*Records for processing*:
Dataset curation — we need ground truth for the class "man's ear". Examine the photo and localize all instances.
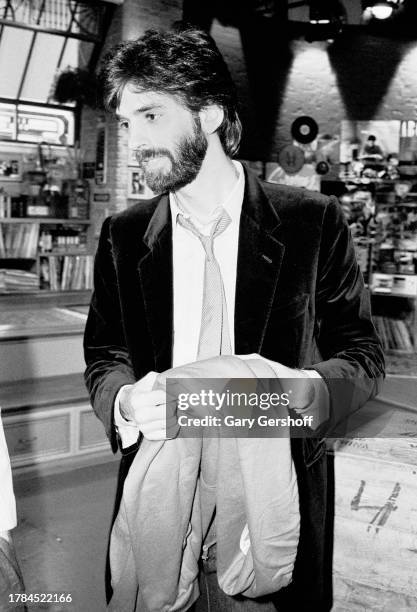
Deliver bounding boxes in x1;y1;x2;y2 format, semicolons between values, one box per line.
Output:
199;104;224;134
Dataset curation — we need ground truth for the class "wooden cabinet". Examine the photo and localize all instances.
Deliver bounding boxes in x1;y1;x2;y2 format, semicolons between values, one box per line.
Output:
3;403;110;467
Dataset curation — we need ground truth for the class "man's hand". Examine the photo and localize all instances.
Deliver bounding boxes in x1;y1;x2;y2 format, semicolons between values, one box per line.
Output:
119;381;178;440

*Job*: Collect each line in the rows above that contains the word "Examine", and copy those lines unchanged in their original order.

*The reply*:
Dataset curation — we need ground truth for the class "man's ear". Examine the photo and localize all instances.
Dataset curation — we need ground truth for the class "wooden cabinet". Examine the photo and localize all instances.
Dataset curation — we need ground truth for the class "man's hand". Examine the photo and localize all instances.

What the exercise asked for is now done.